SELECTED TEXT:
★ ★ ★ ★ ★ ★ ★

A variety of different types of knitting needles are known to the art and several of them may be used in the practice of this invention. What is new to the art is the use of conventional knitting needles, in conjunction with the other components described in this invention, to produce transverse diagonal three-dimensional fabric at high speeds. For the purpose of illustration, a latch type knitting needle 21 is shown in FIG. 3A in which the closing element 22 is opened and closed as the needle passes up or down through other yarns or loops of yarns. A compound type knitting needle 23 is shown in FIG. 3B in which the closing element 24 is actuated mechanically. Either type may be used in the practice of this invention.
The stroke motions M1, M2 are now described as shown in FIGS. 3C and 3D The +45° row of needles 5 are driven upward M1 by their needle bar 3 through the old yarn loops of their last stroke 25 and up through +45° corridors 12 (shown in FIG. 1) between the longitudinal yarns 1. At the top of its stroke, each needle catches a new transverse yarn 9 fed from a conventional yarn guide 8. The needle bar 3 now retracts M1 the row of needles 5 and each needle pulls a new loop of transverse yarn 9 down through its corridor between the longitudinal yarns 1 as shown in FIG. 3D. At the bottom of the stroke, the needles 5 pull the new loops down, clear through the old loops 25 forming chained loop stitches at the bottom edge of the fabric. Thus the new row of transverse yarns is chained to the preceding row of transverse yarns by their old loops.
Next, as shown in FIG. 3D, the -45° needles 6 are driven upward M2 by their needle bar 4 and catch transverse yarns 9 at the top of their stroke. The -45° needles 6 are then retracted M2, pulling new loops of transverse yarn 9 down through -450 corridors 11 (shown in FIG. 1) in the longitudinal yarns 1. At the bottom of their stroke they also pull their new loops through their old loops 25, also forming chained loop stitches at the bottom edge of the fabric as shown in FIG. 3E.
The needle size, length and spacing may be varied depending on the diameter of the transverse yarn, the designed thickness of the fabric and the designed spacing of the transverse yarns.
The maximum thickness of the fabric that can be produced is constrained by the length of the needles. Practical needles can be obtained a few inches in length which, in turn, can be used to produce fabric a few inches thick.
The maximum speed of the machine is constrained by the maximum speed of the needle bars. Since the needles travel only through the thickness of the fabric, needle stroke is inherently short and can be made to operate very rapidly. Hence, the speed of the machine is inherently high.

★ ★ ★ ★ ★ ★ ★

PROVIDED DATA:
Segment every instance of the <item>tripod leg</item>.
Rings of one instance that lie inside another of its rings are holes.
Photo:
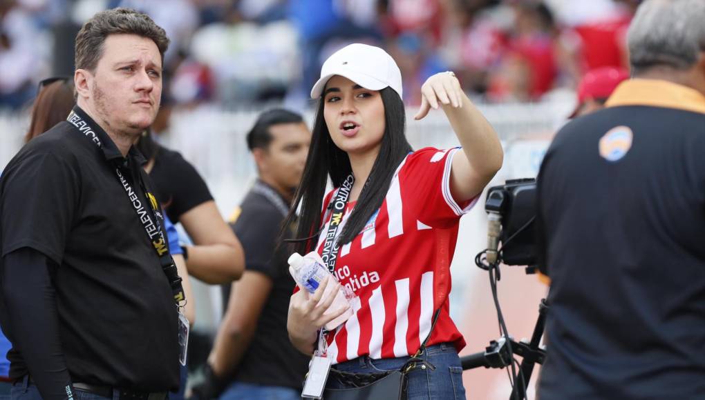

★ ★ ★ ★ ★ ★ ★

WORK TO DO:
A) According to the knitting passage, what factors can determine how needle size, length and spacing are varied? List all of them.
B) In the knitting passage, what limits the maximum thickness of fabric that can be produced?
Answer from the knitting passage alone.

TASK-BY-TASK SOLUTIONS:
A)
- The diameter of the transverse yarn
- The designed thickness of the fabric
- The designed spacing of the transverse yarns

B) The length of the needles.